[WORK INSTRUCTIONS] Print the data exactly, leaving nothing out.
────────────────────
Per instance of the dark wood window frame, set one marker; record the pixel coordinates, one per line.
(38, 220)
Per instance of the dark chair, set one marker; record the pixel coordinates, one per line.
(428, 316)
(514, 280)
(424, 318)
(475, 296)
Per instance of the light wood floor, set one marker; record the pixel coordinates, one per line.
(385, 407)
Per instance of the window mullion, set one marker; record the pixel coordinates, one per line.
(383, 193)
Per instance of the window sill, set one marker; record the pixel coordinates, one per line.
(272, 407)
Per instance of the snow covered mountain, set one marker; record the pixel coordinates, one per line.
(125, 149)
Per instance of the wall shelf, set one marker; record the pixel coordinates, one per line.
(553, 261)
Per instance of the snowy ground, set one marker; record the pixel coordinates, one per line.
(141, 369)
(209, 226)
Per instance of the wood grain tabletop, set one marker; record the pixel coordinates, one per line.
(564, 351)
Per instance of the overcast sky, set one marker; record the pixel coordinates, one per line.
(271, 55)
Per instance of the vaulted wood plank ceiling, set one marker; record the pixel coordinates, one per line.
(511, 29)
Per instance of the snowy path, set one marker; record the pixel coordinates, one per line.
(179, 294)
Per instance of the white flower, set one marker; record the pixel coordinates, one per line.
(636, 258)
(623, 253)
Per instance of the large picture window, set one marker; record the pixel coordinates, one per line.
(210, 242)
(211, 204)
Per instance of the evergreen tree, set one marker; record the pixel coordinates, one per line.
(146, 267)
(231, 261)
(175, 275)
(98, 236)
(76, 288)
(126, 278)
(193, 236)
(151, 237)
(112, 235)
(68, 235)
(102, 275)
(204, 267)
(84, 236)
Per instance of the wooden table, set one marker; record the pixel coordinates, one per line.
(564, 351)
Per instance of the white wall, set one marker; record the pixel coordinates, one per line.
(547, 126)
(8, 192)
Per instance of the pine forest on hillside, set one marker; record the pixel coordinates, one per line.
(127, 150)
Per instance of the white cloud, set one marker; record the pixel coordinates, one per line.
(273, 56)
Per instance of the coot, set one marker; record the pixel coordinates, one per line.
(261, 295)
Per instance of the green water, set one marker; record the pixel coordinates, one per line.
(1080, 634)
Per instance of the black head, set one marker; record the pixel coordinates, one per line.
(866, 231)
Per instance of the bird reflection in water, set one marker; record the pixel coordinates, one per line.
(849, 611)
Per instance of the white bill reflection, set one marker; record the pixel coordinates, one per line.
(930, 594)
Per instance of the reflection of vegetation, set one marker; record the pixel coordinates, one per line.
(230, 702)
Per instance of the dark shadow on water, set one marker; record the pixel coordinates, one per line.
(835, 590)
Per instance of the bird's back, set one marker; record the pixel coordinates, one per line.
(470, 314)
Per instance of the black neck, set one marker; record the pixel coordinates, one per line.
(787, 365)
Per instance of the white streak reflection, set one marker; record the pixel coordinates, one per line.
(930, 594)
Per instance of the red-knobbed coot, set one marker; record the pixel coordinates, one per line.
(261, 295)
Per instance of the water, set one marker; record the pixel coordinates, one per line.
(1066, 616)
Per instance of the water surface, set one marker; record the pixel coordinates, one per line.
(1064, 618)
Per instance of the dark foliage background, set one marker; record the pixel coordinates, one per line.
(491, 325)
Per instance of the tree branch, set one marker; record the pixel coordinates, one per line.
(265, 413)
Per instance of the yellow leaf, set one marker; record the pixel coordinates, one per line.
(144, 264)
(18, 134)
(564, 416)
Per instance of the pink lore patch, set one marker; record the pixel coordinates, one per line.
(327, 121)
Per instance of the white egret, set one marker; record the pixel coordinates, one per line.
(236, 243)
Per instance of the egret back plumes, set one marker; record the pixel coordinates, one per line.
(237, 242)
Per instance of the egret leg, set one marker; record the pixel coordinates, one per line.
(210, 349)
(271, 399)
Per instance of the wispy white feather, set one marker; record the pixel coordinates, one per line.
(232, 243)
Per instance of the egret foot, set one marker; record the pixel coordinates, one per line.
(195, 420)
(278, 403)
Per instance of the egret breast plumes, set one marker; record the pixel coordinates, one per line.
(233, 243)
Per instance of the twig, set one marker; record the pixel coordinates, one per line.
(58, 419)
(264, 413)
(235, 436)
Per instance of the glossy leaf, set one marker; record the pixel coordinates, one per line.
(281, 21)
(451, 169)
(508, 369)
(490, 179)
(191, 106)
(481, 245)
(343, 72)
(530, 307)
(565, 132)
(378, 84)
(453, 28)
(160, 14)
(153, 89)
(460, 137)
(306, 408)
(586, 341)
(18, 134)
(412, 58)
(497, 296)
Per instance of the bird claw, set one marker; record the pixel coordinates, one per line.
────────────────────
[SOLUTION FOR THIS TASK]
Per instance of the dark wood window frame, set one marker; record the pixel coordinates, one per line.
(38, 220)
Per instance of the dark chair, set one marker; record the pixel coordinates, one per line.
(428, 316)
(514, 280)
(424, 318)
(475, 296)
Per instance of the light wood floor, set one marker; record the pixel coordinates, one per line.
(385, 407)
Per instance of the window mullion, set one marker; record the pixel coordinates, one per line.
(383, 193)
Per instance of the window sill, set one marker; record the pixel coordinates, one per line.
(272, 407)
Per instance of the snow covered mountain, set one marker; record the pixel coordinates, one per line.
(125, 149)
Per instance of the wall shelf, set one marker; record the pixel coordinates, one per line.
(553, 261)
Per instance of the snowy ground, set one marker; record the pixel coordinates, one per line.
(141, 369)
(209, 226)
Per instance of the wood grain tabletop, set one marker; record the pixel coordinates, one per line.
(564, 351)
Per instance of the overcast sky, set one marker; record the pixel coordinates, one per line.
(271, 55)
Per instance of the vaulted wood plank ceiling, set one marker; record the pixel coordinates, one per line.
(511, 29)
Per instance of the snowy path, set one marker; record the pixel coordinates, one per line.
(179, 294)
Per instance of the white flower, set one marker; record the pixel coordinates, one per line.
(636, 258)
(623, 253)
Per instance of the large picture window, set one marker; record the pixel coordinates, one per line.
(210, 242)
(211, 204)
Per instance of the evergreen tree, set one marker; record the pixel coordinates, one per line.
(146, 267)
(231, 261)
(175, 275)
(98, 236)
(76, 288)
(126, 278)
(193, 236)
(151, 237)
(112, 235)
(68, 235)
(102, 275)
(204, 267)
(84, 236)
Per instance of the wooden table, set one marker; record the pixel coordinates, one per line.
(564, 351)
Per instance of the white wall, set one marker; record the pixel coordinates, one per line.
(547, 126)
(8, 192)
Per instance of the pine forest on hillside, set one marker; record the pixel coordinates, one per line.
(127, 150)
Per instance of the white cloud, set one marker; record the pixel coordinates, one per line.
(273, 56)
Per instance of the coot, set one marker; record the pixel coordinates, one per line.
(261, 295)
Per instance of the green water, set one marker; record the pixel coordinates, one per line.
(1080, 634)
Per instance of the black head, set one marker; record the pixel coordinates, one per line.
(866, 231)
Per instance of the bird reflection in water, set one marker; record the pixel coordinates, one per line.
(849, 611)
Per instance of the white bill reflection, set one marker; record the pixel coordinates, one per line.
(930, 594)
Per instance of the reflection of vegetation, set one marker; record the pixel coordinates, one per line.
(230, 702)
Per instance of the dark shadow on water, set one marker; record the pixel coordinates, one per line.
(835, 590)
Per instance of the bird's back, set one marker; record the pixel coordinates, one per line.
(470, 314)
Per instance of the black neck, set one marker; record the pixel coordinates, one per line.
(787, 365)
Per instance of the white streak reflection, set one marker; record the pixel coordinates, one per line.
(930, 594)
Per instance of the red-knobbed coot, set one marker; record the pixel coordinates, one per line.
(261, 295)
Per instance of the water, set one marker; record the pixel coordinates, one per line.
(1066, 616)
Per instance of the water surface, set one marker; record the pixel coordinates, one per line.
(1064, 618)
Per instance of the dark foliage background, set one marker; record the pixel coordinates, one per line.
(491, 325)
Per instance of the tree branch, set one marker; record the pixel coordinates, one per line.
(265, 413)
Per instance of the yellow leaf, set one marker; record the pixel coordinates, one per line.
(144, 264)
(18, 134)
(564, 416)
Per instance of the pink lore patch, set one marker; record the pixel coordinates, one per line.
(327, 121)
Per instance of the white egret, set one marker; record the pixel coordinates, one per line.
(236, 243)
Per instance of the egret back plumes, set one marker; record the pixel coordinates, one per line.
(237, 242)
Per instance of the egret leg, set one marker; record the pixel coordinates, one per line.
(210, 349)
(271, 399)
Per instance of the wispy white feather, set one marker; record the pixel coordinates, one per line.
(232, 243)
Per instance of the egret foot, set one marker; record the pixel coordinates, one per line.
(195, 420)
(278, 403)
Per instance of the egret breast plumes, set one marker; record the pixel coordinates, one per line.
(233, 243)
Per instance of the twig, set one marker; record the pixel coordinates, one per line.
(58, 419)
(264, 413)
(235, 436)
Per instance of the glossy leaf, set one marker; record the pixel coordinates, one per line.
(281, 21)
(451, 169)
(508, 369)
(490, 179)
(191, 106)
(481, 245)
(343, 72)
(530, 307)
(565, 132)
(378, 84)
(453, 28)
(160, 14)
(153, 89)
(460, 137)
(306, 408)
(586, 341)
(18, 134)
(412, 58)
(497, 296)
Per instance of the bird claw, set one marker; record the pixel coordinates, one per line.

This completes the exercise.